**REQUIREMENT**: In the text about Kadua parvula, what common name is given for this plant?

--- EXCERPT PROVIDED Enclosed Below ---

Scientific classification
- Kingdom: Plantae
- Clade: Tracheophytes
- Clade: Angiosperms
- Clade: Eudicots
- Clade: Asterids
- Order: Gentianales
- Family: Rubiaceae
- Genus: Kadua
- Species: K. parvula
- Binomial name: Kadua parvula A.Gray
- Synonyms: Hedyotis parvula

= Kadua parvula =

- Genus: Kadua
- Species: parvula
- Authority: A.Gray
- Conservation status: G1
- Synonyms: Hedyotis parvula

Species of plant

Kadua parvula (formerly Hedyotis parvula) is a rare species of flowering plant in the coffee family known by the common name rockface star-violet. It is endemic to Hawaii, where it is known only from the Waiʻanae Range on the island of Oahu. It is a federally listed endangered species of the United States.

This is a branching shrub growing erect or spreading, the branches reaching 10 to 40 centimeters in length. The lance-shaped or pointed oval leaves are densely spaced on the branches, sometimes overlapping. Each is up to 4 centimeters long by 3 wide and leathery in texture. The flowers may be bisexual or functionally female with fleshy white lobes sometimes tinged pink at the tips. The plants grow on cliffs and ledges in moist areas of the Waiʻanae Range.

--- End of Enclosed EXCERPT PROVIDED ---
--- SOURCE MATERIAL Enclosed Below ---

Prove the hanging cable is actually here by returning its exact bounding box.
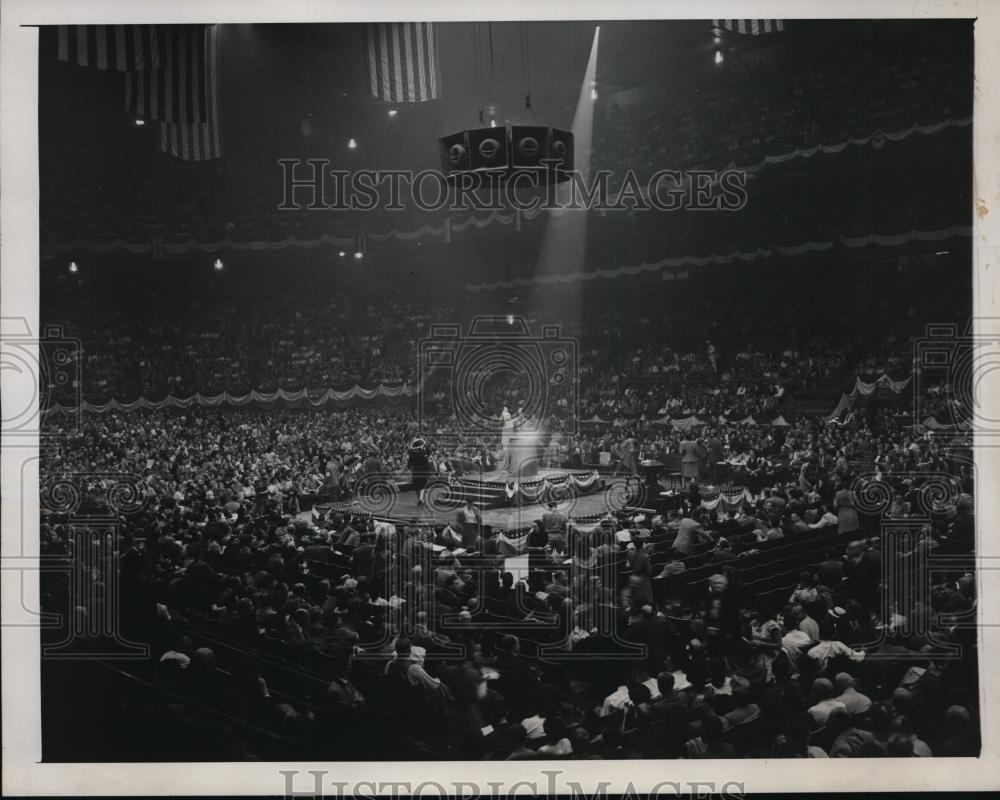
[521,22,538,119]
[472,22,486,125]
[486,22,496,88]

--- End of Enclosed SOURCE MATERIAL ---

**ANSWER SPACE**: Rockface star-violet.